● WHAT TO WORK ON: Write out the part of the records that opens with the line containing "Can you see the laptop" and runs through the final line as a numbered list, leaving out any blank lines.

● LISTED RECORDS:
----------

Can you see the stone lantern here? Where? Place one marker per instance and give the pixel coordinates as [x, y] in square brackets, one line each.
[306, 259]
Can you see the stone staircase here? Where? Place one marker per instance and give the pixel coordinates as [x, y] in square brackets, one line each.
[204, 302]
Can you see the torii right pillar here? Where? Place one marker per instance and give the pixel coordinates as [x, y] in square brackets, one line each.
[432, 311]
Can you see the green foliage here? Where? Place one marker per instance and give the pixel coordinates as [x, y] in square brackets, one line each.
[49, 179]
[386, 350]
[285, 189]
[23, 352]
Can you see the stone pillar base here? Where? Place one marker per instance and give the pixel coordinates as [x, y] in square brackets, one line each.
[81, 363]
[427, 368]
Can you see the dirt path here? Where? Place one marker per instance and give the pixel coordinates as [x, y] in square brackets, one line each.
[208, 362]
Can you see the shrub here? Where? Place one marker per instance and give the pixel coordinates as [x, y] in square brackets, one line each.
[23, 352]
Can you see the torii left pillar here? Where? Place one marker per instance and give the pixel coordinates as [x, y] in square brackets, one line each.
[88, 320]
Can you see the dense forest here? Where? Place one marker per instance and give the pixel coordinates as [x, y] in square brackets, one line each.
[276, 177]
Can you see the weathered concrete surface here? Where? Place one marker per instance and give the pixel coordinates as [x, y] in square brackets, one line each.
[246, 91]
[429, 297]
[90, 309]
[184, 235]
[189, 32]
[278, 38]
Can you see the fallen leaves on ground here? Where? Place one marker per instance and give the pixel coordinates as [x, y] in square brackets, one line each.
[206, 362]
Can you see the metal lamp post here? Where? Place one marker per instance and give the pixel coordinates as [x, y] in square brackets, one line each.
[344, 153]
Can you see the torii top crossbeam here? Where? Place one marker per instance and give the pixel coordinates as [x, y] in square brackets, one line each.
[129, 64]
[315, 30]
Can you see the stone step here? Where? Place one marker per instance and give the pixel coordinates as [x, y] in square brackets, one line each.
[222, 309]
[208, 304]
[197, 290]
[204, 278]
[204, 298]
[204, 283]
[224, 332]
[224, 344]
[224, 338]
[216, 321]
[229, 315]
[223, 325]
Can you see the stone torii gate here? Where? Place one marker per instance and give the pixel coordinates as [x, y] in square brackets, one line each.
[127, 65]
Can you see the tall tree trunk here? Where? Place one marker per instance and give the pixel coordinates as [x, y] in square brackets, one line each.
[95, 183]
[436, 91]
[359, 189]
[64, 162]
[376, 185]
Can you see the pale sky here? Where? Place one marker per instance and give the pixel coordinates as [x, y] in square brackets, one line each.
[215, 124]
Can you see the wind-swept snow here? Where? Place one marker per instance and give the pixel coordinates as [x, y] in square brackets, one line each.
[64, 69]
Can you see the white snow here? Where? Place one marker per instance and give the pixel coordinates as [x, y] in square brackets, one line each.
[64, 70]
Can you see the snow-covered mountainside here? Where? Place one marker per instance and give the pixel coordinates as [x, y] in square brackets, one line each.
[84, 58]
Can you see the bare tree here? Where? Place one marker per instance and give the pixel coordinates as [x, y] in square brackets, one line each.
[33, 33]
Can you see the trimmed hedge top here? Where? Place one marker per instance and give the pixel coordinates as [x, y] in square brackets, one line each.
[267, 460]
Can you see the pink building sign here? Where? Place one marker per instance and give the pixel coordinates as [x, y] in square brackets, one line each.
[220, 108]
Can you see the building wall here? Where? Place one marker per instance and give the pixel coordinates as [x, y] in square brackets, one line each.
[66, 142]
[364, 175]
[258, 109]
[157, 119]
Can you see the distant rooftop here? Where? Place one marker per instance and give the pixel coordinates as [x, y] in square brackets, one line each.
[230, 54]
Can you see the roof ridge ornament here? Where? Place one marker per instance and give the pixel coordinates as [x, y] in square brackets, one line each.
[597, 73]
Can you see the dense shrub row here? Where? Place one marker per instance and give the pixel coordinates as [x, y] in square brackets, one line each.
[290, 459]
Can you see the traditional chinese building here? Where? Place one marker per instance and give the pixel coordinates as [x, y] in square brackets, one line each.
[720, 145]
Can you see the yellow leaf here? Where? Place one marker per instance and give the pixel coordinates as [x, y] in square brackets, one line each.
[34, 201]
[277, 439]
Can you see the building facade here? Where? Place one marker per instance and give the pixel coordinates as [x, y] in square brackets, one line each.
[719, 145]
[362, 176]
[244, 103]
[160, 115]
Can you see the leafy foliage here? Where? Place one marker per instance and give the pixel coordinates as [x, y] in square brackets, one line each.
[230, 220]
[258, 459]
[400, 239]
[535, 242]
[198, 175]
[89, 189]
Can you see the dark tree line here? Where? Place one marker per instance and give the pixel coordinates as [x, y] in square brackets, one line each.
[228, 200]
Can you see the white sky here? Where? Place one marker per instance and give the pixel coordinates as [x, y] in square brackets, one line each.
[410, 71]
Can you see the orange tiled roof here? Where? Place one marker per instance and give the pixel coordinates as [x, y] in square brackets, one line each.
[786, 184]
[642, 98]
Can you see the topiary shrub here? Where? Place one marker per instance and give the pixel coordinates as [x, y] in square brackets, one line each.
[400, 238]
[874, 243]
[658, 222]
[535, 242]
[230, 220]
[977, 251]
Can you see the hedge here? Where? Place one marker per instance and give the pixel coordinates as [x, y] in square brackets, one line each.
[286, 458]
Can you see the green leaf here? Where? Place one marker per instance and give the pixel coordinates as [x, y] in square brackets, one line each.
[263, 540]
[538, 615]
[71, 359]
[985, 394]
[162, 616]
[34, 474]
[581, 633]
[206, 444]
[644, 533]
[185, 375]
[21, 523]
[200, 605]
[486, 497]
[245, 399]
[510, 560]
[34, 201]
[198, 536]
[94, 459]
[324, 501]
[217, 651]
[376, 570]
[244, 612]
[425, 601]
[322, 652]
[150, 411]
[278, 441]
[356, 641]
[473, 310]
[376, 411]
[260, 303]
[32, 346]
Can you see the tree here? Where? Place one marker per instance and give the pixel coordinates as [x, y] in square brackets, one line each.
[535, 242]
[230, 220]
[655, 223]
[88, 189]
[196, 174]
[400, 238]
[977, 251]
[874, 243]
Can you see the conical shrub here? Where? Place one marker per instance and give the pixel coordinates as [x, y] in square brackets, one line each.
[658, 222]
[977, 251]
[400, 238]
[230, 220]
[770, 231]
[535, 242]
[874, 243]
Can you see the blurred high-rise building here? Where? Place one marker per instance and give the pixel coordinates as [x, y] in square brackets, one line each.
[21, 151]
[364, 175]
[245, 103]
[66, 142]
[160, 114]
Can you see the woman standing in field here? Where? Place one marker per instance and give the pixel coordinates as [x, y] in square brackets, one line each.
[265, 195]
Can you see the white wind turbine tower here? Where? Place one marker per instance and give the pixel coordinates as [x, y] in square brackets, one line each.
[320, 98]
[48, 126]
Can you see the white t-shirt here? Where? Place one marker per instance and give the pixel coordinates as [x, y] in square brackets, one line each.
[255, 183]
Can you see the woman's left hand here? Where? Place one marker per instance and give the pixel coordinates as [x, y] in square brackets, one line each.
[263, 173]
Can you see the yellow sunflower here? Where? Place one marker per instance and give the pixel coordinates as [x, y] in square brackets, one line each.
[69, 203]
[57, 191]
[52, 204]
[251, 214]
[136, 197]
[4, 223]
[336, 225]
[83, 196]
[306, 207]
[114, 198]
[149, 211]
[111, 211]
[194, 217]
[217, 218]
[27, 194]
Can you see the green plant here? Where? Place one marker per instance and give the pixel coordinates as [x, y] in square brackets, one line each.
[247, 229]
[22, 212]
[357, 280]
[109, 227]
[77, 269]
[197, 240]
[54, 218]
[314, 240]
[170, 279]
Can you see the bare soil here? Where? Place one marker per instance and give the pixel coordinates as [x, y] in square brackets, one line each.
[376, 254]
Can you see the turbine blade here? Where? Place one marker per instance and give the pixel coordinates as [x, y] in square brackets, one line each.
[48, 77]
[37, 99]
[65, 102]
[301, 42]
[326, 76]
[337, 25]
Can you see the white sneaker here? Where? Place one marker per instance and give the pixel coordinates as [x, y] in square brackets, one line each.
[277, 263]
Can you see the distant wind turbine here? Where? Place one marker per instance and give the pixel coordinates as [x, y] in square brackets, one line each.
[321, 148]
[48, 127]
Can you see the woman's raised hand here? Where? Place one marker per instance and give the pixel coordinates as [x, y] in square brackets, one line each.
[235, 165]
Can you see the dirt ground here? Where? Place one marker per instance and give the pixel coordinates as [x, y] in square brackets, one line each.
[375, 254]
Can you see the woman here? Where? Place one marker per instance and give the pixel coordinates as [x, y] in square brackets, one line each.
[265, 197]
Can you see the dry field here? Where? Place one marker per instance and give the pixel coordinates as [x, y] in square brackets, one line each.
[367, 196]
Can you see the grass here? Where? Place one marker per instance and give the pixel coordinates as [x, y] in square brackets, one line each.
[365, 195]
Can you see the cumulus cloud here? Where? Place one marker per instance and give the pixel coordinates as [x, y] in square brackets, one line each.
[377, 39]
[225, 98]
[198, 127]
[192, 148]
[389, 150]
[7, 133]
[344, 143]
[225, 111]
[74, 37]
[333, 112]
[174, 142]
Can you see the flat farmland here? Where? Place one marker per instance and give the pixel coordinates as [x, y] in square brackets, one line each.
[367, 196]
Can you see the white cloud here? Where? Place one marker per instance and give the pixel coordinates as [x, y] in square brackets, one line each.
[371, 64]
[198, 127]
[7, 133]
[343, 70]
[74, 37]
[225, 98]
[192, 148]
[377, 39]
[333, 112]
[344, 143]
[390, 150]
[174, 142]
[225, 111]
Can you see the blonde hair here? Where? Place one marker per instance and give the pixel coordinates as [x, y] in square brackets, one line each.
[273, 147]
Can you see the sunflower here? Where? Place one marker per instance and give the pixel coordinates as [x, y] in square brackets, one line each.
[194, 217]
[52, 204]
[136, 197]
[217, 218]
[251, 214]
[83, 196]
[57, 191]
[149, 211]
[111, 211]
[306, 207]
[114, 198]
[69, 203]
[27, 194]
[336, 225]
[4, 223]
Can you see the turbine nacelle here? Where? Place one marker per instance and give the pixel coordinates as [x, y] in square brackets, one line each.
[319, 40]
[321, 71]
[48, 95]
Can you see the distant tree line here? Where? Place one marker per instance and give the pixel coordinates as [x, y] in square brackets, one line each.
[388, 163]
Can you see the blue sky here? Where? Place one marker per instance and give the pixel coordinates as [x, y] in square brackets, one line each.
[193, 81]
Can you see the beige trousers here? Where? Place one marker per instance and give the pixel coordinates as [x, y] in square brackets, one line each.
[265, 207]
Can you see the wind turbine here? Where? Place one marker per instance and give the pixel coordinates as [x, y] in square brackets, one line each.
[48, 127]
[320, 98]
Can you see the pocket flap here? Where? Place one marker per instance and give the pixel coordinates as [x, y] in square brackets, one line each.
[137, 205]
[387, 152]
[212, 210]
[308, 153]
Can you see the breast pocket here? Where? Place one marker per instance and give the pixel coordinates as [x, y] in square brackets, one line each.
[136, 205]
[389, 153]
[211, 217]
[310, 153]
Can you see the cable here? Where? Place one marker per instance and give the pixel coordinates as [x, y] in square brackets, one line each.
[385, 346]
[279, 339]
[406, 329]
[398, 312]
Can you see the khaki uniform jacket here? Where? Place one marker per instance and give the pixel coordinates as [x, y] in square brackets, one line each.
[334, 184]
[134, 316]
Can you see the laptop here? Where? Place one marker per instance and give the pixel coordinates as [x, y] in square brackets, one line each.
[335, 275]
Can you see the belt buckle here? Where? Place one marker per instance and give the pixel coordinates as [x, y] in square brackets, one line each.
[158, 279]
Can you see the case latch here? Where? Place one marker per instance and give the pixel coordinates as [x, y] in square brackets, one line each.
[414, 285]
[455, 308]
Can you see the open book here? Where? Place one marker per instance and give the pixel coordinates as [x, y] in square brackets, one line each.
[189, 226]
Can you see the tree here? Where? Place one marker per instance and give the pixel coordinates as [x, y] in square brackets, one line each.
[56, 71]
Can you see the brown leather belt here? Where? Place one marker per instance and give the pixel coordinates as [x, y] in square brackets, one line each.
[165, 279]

----------

● RESULT OF THIS TASK:
1. Can you see the laptop here? Where? Place one marker per instance and give the pixel coordinates as [x, y] in square brackets, one line each.
2. [335, 275]
3. Can you see the belt buckle here? Where? Place one marker per instance and give the pixel coordinates as [x, y] in square brackets, one line each.
4. [158, 279]
5. Can you see the case latch here? Where? Place one marker per instance and give the pixel coordinates as [x, y] in square brackets, one line each.
6. [414, 285]
7. [455, 308]
8. Can you see the open book here? Where? Place one marker per instance and give the pixel coordinates as [x, y] in square brackets, one line each.
9. [189, 226]
10. Can you see the tree here? Where? Place one marker per instance and give the pixel coordinates as [x, y] in square brackets, one line each.
11. [56, 71]
12. Can you see the brown leather belt here? Where? Place one marker per instance and give the pixel coordinates as [x, y] in square brackets, one line each.
13. [165, 279]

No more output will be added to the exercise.